GDPR in a nutshell
GDPR starts from the basic assumption that data about you should belong to you. It's a pretty radical change from previous laws. GDPR sets out principles and requirements to protect the data privacy of European citizens, including website visitors.
GDPR requires you to:
- Get informed consent before collecting data about someone
- Enable users to withdraw consent, and remove their data from your system
- Protect the personal data you've collected
The law is extraterritorial – it protects the rights of European citizens regardless of where their data is located.
If your company or website has any ties to the EU, you need to make sure that you’re compliant and are adhering to the rules. The fines for being noncompliant are to the tune of €20 Million, or 4% of annual global revenue. Minimum.
This has been in the works for years and takes effect on May 25, 2018.

_The tasks:_
• 1. According to the GDPR summary, on what date does the law take effect?
• 2. Update the GDPR summary, everything from "GDPR in a nutshell" down to "global revenue. Minimum.", so that "European citizens" becomes "EU residents".

[Point labeling examples]

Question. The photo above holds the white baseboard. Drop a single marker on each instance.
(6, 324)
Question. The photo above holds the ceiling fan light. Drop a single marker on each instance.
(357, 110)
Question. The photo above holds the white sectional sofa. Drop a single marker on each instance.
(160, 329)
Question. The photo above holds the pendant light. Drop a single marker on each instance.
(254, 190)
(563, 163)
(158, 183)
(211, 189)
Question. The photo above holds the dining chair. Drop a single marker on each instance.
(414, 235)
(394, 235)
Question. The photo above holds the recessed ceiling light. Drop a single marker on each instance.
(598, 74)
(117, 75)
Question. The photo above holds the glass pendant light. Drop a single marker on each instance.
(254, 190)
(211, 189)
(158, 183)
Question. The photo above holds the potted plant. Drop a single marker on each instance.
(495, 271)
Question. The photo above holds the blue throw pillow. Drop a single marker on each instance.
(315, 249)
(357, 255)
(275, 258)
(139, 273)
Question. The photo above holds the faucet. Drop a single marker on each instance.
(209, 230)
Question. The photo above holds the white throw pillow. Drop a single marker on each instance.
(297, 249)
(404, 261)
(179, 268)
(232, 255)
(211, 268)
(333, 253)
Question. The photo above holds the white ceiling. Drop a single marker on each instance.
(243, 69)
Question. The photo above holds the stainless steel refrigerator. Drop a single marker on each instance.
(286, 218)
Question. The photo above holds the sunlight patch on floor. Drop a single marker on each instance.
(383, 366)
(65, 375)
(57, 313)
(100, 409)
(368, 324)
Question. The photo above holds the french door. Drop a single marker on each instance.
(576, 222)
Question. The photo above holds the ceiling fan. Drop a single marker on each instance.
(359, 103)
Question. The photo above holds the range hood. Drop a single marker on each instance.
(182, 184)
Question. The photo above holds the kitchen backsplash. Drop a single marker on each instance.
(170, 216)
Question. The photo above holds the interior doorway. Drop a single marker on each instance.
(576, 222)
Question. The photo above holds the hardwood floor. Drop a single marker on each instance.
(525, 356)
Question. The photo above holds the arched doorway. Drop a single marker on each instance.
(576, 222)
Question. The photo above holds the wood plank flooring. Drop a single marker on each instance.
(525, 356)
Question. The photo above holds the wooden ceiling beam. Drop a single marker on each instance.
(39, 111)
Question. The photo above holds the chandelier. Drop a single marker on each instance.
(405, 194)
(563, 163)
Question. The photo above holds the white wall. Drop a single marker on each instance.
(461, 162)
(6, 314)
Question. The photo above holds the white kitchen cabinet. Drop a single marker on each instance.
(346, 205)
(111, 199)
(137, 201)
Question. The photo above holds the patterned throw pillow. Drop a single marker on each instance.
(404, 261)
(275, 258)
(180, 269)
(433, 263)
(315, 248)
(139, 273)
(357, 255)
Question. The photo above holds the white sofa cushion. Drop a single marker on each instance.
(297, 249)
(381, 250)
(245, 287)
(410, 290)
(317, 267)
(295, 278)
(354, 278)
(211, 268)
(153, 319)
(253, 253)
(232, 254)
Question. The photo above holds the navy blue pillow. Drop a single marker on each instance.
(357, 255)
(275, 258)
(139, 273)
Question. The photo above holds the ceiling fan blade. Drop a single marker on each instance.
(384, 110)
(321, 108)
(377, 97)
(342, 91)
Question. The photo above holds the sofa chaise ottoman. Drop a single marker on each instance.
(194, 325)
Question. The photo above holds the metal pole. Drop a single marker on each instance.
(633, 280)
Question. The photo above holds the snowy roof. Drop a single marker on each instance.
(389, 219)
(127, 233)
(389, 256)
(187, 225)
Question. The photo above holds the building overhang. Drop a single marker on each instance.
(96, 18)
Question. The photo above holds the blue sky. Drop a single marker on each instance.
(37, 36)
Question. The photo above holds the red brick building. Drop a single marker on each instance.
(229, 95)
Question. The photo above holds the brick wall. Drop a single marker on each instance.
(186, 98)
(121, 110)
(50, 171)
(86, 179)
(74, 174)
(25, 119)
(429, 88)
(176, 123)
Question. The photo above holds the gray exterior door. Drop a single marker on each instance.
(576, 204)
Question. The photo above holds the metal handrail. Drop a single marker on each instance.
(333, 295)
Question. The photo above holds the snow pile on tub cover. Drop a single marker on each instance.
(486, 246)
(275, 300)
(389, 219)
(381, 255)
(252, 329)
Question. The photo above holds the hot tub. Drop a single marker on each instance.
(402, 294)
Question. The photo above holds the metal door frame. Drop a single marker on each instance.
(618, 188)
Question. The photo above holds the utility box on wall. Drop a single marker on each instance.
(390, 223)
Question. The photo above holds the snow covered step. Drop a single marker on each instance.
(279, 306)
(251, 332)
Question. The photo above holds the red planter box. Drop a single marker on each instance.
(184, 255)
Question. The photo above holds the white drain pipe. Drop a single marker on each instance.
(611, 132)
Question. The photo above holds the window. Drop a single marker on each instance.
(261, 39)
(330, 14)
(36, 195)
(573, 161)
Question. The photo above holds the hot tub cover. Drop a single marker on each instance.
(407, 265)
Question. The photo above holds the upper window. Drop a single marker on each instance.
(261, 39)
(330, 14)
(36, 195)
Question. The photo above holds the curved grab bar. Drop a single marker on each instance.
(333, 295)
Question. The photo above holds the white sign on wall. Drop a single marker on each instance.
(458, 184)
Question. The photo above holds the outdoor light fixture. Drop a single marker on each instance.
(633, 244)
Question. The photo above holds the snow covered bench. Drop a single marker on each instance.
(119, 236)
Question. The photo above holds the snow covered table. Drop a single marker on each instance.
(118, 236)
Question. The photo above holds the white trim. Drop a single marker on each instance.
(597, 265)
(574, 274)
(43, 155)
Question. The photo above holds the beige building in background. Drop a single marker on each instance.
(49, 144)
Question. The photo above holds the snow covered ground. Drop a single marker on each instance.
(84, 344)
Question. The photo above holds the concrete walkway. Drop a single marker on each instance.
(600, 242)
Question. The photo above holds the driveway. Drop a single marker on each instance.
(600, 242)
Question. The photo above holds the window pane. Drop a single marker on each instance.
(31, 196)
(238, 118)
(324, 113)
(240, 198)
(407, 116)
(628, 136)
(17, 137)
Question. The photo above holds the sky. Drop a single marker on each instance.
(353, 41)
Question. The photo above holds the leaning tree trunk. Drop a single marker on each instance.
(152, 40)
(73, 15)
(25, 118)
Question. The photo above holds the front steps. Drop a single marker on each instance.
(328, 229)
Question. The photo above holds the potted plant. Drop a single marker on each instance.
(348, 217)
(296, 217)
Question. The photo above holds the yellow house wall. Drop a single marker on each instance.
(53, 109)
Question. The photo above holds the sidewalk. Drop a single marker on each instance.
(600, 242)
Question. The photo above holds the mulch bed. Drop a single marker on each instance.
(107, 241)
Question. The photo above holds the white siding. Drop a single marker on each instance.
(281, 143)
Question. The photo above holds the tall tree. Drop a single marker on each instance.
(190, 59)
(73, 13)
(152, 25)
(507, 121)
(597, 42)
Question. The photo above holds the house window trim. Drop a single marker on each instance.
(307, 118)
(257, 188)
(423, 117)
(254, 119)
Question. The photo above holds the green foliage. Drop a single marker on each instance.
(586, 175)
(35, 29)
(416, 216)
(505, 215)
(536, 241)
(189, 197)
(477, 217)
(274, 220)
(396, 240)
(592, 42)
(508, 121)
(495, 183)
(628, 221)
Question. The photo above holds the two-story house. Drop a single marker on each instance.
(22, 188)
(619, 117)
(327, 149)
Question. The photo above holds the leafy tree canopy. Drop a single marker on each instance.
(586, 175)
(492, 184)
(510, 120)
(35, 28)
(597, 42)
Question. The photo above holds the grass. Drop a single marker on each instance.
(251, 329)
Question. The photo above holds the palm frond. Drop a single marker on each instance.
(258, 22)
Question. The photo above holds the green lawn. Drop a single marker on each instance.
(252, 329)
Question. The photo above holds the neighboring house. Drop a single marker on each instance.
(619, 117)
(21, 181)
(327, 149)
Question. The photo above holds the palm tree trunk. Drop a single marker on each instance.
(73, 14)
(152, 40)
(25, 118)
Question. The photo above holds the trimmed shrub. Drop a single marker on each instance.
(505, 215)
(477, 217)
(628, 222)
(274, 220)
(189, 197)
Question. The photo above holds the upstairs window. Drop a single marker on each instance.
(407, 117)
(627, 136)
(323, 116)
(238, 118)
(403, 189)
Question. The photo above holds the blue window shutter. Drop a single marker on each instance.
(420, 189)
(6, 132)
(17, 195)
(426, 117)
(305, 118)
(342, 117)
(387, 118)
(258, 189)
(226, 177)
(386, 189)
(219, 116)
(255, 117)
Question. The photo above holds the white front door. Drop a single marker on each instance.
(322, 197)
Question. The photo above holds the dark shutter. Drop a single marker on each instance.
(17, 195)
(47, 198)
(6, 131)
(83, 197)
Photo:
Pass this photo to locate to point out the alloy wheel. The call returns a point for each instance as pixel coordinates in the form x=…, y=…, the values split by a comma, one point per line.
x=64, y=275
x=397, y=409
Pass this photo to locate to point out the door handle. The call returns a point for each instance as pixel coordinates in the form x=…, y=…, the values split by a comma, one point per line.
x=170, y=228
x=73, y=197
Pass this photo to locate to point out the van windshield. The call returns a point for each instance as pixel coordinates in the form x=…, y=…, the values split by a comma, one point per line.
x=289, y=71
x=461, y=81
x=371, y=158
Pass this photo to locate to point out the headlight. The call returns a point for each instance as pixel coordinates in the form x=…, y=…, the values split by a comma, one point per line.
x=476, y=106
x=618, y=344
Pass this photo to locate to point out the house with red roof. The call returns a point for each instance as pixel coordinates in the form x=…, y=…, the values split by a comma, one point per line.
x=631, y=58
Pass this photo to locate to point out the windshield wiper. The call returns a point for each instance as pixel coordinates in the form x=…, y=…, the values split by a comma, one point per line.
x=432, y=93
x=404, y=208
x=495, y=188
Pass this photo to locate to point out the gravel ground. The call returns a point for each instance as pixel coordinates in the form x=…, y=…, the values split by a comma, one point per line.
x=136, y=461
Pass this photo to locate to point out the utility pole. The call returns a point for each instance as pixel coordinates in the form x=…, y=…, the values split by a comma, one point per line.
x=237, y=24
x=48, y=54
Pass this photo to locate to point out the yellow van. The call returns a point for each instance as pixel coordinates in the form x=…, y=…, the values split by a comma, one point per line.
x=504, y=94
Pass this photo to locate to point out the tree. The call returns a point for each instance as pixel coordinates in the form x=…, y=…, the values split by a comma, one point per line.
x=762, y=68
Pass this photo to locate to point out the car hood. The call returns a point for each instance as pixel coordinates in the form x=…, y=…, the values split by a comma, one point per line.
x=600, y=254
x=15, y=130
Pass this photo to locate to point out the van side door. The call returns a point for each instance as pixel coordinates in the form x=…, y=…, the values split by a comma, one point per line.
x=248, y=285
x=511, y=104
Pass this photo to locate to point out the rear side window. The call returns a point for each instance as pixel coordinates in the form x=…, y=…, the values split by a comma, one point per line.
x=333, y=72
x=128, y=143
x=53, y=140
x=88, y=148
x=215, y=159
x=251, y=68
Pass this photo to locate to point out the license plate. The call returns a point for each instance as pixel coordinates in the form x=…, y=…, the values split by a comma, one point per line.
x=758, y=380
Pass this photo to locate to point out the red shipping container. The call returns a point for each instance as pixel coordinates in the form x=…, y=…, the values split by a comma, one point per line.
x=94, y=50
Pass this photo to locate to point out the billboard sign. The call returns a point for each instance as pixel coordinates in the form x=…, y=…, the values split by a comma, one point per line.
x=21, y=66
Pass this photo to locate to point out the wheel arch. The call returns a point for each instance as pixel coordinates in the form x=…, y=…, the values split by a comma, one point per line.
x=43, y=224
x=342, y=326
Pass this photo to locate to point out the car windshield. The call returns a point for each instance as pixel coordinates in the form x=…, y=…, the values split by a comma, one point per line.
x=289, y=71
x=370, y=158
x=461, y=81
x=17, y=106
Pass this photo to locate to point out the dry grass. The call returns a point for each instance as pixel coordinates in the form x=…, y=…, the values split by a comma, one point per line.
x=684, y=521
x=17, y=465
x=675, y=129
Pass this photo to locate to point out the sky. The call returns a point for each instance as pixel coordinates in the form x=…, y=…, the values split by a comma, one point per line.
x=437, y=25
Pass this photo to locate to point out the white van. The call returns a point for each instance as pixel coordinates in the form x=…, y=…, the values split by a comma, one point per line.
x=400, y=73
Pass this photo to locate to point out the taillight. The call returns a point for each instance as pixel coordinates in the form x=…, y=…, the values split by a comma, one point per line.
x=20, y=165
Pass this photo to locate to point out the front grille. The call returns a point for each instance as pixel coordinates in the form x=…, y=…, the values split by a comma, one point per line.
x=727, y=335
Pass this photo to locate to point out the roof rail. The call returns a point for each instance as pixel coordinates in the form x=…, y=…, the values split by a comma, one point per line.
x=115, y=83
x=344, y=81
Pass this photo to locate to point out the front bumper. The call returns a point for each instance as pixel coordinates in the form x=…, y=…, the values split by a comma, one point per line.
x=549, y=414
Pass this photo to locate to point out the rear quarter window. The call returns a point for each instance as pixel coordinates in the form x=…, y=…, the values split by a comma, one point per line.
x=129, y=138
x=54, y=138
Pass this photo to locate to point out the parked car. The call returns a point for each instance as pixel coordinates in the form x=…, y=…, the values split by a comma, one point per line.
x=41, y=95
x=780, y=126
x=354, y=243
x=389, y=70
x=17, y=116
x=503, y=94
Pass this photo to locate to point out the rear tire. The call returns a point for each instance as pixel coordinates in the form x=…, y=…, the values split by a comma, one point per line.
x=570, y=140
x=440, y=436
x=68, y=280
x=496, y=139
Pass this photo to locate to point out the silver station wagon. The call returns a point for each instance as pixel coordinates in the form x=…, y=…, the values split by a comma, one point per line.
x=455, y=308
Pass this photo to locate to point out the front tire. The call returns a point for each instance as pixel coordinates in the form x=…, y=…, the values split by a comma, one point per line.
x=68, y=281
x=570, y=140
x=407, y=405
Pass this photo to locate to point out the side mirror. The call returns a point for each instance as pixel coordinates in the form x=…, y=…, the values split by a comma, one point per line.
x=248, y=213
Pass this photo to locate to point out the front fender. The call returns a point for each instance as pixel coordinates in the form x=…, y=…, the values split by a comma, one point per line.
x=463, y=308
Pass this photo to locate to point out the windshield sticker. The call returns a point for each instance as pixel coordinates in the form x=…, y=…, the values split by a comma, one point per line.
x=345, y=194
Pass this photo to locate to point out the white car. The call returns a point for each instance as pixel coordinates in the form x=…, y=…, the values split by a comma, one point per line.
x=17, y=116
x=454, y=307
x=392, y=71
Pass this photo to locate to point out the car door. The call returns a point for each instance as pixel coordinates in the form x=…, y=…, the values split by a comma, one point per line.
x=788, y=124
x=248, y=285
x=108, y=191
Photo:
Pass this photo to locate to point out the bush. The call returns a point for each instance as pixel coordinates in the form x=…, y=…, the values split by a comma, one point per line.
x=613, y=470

_The results:_
• 1. May 25, 2018.

• 2.
GDPR in a nutshell
GDPR starts from the basic assumption that data about you should belong to you. It's a pretty radical change from previous laws. GDPR sets out principles and requirements to protect the data privacy of EU residents, including website visitors.
GDPR requires you to:
- Get informed consent before collecting data about someone
- Enable users to withdraw consent, and remove their data from your system
- Protect the personal data you've collected
The law is extraterritorial – it protects the rights of EU residents regardless of where their data is located.
If your company or website has any ties to the EU, you need to make sure that you’re compliant and are adhering to the rules. The fines for being noncompliant are to the tune of €20 Million, or 4% of annual global revenue. Minimum.